Object position labeling entries:
********************

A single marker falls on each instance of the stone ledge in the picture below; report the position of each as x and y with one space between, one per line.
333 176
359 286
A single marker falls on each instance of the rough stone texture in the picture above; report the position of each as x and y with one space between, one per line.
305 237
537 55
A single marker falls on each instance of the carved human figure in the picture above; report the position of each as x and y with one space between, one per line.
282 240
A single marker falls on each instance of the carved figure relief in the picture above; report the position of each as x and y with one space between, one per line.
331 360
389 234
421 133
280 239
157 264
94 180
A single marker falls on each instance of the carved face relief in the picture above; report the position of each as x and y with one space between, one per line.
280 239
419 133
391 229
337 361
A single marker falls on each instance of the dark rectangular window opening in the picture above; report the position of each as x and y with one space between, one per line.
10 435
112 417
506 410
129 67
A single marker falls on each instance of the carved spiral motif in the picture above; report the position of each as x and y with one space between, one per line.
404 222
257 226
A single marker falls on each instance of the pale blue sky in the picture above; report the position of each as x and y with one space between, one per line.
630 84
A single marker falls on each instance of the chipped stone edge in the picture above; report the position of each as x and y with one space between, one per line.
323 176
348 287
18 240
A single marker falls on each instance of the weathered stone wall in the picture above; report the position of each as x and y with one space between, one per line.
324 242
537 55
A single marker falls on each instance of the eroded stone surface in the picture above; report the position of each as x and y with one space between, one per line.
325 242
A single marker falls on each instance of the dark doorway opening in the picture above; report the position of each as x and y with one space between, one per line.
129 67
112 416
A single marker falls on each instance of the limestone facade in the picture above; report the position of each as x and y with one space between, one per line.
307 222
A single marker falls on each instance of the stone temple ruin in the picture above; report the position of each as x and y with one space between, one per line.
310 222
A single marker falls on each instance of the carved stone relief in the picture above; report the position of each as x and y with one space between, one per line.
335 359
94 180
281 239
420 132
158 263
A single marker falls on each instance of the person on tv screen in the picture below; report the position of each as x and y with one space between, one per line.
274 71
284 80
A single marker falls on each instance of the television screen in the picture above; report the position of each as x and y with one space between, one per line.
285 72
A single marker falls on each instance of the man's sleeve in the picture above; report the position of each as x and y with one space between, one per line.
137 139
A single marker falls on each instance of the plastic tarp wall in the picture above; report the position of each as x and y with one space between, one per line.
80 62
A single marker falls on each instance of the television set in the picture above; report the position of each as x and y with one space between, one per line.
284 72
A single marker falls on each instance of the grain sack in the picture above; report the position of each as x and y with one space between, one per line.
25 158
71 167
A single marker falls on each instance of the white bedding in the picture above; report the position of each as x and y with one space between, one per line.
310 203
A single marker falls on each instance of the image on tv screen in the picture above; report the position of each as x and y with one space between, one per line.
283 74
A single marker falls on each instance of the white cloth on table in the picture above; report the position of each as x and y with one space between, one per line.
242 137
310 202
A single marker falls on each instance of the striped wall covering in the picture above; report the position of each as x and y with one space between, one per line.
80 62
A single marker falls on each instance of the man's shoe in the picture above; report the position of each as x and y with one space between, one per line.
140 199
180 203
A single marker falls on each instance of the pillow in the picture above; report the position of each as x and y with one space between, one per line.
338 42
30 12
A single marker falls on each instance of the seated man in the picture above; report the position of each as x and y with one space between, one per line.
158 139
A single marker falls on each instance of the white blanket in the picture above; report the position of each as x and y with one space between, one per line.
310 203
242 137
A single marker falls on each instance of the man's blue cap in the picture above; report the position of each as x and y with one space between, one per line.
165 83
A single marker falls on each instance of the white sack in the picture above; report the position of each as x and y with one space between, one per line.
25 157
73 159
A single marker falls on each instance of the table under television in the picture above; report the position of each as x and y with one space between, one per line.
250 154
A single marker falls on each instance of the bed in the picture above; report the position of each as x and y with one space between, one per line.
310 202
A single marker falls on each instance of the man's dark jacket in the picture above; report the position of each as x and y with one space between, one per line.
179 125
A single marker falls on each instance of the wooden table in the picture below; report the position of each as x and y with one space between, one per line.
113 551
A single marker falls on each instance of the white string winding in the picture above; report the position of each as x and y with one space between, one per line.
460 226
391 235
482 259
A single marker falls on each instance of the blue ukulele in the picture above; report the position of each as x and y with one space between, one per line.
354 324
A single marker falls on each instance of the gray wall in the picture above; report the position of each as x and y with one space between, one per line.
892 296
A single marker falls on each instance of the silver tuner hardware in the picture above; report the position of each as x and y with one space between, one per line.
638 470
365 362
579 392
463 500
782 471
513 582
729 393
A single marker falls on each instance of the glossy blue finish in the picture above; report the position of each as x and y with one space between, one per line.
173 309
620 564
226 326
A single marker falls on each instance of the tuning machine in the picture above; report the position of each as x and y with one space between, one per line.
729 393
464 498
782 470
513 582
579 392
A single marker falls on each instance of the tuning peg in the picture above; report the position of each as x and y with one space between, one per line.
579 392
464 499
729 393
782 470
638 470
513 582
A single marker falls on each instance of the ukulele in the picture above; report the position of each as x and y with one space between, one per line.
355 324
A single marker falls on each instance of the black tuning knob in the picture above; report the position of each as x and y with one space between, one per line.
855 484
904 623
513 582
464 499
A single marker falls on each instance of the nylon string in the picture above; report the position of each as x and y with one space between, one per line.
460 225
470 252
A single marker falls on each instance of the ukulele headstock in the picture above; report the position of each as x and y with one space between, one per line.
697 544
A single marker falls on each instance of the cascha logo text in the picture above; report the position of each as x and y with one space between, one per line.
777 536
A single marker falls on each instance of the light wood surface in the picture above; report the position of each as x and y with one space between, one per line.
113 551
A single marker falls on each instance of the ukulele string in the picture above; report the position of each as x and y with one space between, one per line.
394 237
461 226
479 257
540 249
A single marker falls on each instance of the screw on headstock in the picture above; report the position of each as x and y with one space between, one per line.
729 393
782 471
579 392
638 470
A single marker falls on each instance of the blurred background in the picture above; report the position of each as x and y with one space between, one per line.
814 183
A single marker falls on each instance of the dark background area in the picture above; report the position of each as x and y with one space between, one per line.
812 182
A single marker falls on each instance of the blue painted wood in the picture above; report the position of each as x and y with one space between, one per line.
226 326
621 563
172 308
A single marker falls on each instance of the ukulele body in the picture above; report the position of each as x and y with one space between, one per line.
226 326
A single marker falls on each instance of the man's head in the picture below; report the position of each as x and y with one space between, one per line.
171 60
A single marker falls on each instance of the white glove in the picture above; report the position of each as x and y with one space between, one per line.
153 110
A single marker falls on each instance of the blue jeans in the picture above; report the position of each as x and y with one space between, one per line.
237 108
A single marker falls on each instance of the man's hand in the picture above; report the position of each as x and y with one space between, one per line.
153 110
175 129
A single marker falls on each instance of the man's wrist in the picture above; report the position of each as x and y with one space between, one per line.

********************

The exercise:
Reproduce the complete data exactly as presented above.

Expected answer:
A single marker falls on each instance of the stone ledge in the picture below; report the position of each as x and y with one space between, one per line.
333 176
359 286
A single marker falls on each instance of the rough stone texture in the picture above; report the position of each as x and y with one space between, one per line.
305 237
537 55
A single marker falls on each instance of the carved human figure in the picture above; report the position of each as x and y with one space between, one per line.
282 240
A single marker falls on each instance of the carved figure relief in the picture above; report the position of each as x and y with one space between, one per line.
331 360
389 234
421 133
280 239
157 264
94 180
A single marker falls on each instance of the carved face relief in the picture above; report the position of each as x and y with one space between, one per line.
280 239
419 133
391 229
337 361
A single marker falls on each instance of the dark rectangular window opening in the picture above; report the position of each as x and y with one space between, one per line.
10 435
112 417
506 410
129 67
A single marker falls on each instance of the carved spiral motif in the picture above; report the position of each as x and y with one space between, one per line.
404 222
257 226
A single marker falls on each instance of the pale blue sky in the picture above; report the position of each as x and y with one space between, one per line.
630 84
A single marker falls on each instance of the chipped stone edge in the picture above; report the position of each as x and y with one space between, one per line.
323 176
348 287
18 240
A single marker falls on each instance of the weathered stone wall in the picture above; report the position of each as x and y with one space between, one per line.
324 242
537 55
A single marker falls on each instance of the eroded stone surface in the picture above; report the position of each as x and y with one space between, one per line.
325 242
A single marker falls on each instance of the dark doorway opening in the picture above; report the position of each as x and y with one space between, one per line.
129 67
112 416
A single marker falls on each instance of the limestone facade in the picture above; report the position of each as x and y with one space between, one per line.
307 222
A single marker falls on each instance of the stone temple ruin in the picture above; report the position of each as x and y with one space between, one per line.
310 222
A single marker falls on each instance of the carved stone relief in the picture above; report the position of each as x and y with one space between, one per line.
335 359
94 180
281 239
420 132
158 263
A single marker falls on each instance of the person on tv screen in the picture below; report the position of each as x and y with one space between, one per line.
274 71
284 80
A single marker falls on each instance of the television screen in the picture above; report the position of each as x and y with one space between, one per line.
285 72
A single marker falls on each instance of the man's sleeve in the picture above; report the position of each as x and y with one space between, one per line.
137 139
A single marker falls on each instance of the plastic tarp wall in the picture above; report the position of each as x and y with one space between, one per line.
80 62
A single marker falls on each instance of the television set in the picture above; report the position of each as x and y with one space between, one per line.
284 72
A single marker falls on each instance of the grain sack in the picture above; report the position of each as x and y with one space between, one per line.
25 158
71 167
A single marker falls on each instance of the white bedding in the picture above; report the position of each as x and y with one space between, one per line.
310 203
A single marker falls on each instance of the image on tv screen in the picture above; report the position of each as x and y with one space between, one per line.
283 74
A single marker falls on each instance of the white cloth on table in the picture above; report the position of each as x and y with one space between, one per line.
242 137
310 202
A single marker falls on each instance of the striped wall covering in the picture above; report the position of each as x and y with one space between, one per line.
80 62
A single marker falls on each instance of the man's shoe in the picture above; report the position of each as x and y with one space between, one per line.
140 199
180 203
A single marker falls on each instance of the pillow in the picture above; report the position of each as x and y with one space between, one per line.
338 42
30 12
A single marker falls on each instance of the seated man in the picture above; report the position of each as x and y with one space between, one per line.
158 139
A single marker falls on each instance of the white blanket in the picture above; report the position of each as x and y with one space between, one per line.
310 203
242 137
A single marker falls on each instance of the man's blue cap in the picture above; report the position of each as x and y with one space between, one per line.
165 83
A single marker falls on each instance of the white sack in the picture above; report the position of each as x and y with one space between, one per line.
25 157
73 159
A single marker falls on each instance of the table under television in the picture above; report the position of each as x and y with one space between, one per line.
250 154
A single marker falls on each instance of the bed in the picture above; report the position of each as x and y with one space between, one per line.
310 202
A single marker falls on each instance of the man's dark jacket in the picture above; report the position of each as x and y with one space between, one per line.
179 125
A single marker falls on each instance of the wooden table in the picture below; report the position of each as x and y with one space between, one per line.
113 551
A single marker falls on each instance of the white string winding in the picture above; report the position of each as x and y with one space between, one per line.
460 226
391 235
482 259
A single marker falls on each instance of the blue ukulele in the picture above; report the position of each as x and y with one space between, one per line.
354 324
A single marker falls on each instance of the gray wall in the picture above; report the position of each as x and y with one space between, one per line.
892 296
A single marker falls on each instance of the silver tuner hardware in the picture above; report the position of each as x and y with one space between, one per line.
638 470
365 362
579 392
463 500
782 471
513 582
729 393
A single marker falls on each instance of the glossy blue finish in the picture above; report the position of each as x and y with one space between, one per line.
173 309
620 564
226 326
A single marker falls on each instance of the tuning machine in the picture above; report the position of each as x and y with one space between, one per line.
729 393
464 498
782 470
513 582
579 392
A single marker falls on each instance of the tuning peg in the picture above; report the position of each as x and y with one space between, one per line.
579 392
464 499
729 393
782 470
638 470
513 582
A single marker falls on each instance of the ukulele in the picture above; report the position of each as x and y with one space between, one per line.
355 324
A single marker falls on each instance of the black tuning knob in the picture above; report the position of each as x and y with one space between, one per line.
855 484
904 623
513 582
464 499
A single marker falls on each instance of the nylon string in the picture above; report the position of each as x and y with one space between, one per line.
460 225
470 252
A single marker falls on each instance of the ukulele headstock in the picture above; report the position of each as x and y with one space between, one per line.
697 544
A single marker falls on each instance of the cascha logo text in the picture above; report the position of each as x and y with one space between, one per line.
777 536
A single marker falls on each instance of the light wood surface in the picture above; report the position of each as x and y with one space between, one per line.
113 551
A single marker falls on each instance of the ukulele string in the picture above; report the position of each as x and y with one space between, one per line.
394 237
461 226
479 257
540 249
A single marker falls on each instance of the screw on headstock in the picture above; report the position of each as x and y with one space between, one per line.
729 393
782 471
579 392
638 470
A single marker falls on each instance of the blurred background in the picture above; report the position of each as x and y with one space between, one per line.
814 183
A single marker falls on each instance of the dark background area in the picture above; report the position of each as x and y with one space between, one per line.
812 182
A single marker falls on each instance of the blue painted wood in the picture above; report the position of each as x and y with one space between, one per line.
226 326
621 563
172 308
A single marker falls on each instance of the ukulele body in the picture above; report the position of each as x and y with one space between, one per line.
226 326
A single marker falls on each instance of the man's head in the picture below; report the position of each as x and y with one space between, one per line.
171 60
A single marker falls on each instance of the white glove in the picture above; report the position of each as x and y with one space between, one per line.
153 110
A single marker falls on each instance of the blue jeans in the picture above; report the position of each as x and y with one space between, one per line.
237 108
A single marker falls on each instance of the man's hand in the picture above; report the position of each as x and y with one space between, one per line.
153 110
175 129
A single marker falls on each instance of the man's wrist in the picture above; report the position of each as x and y with one space between, one per line.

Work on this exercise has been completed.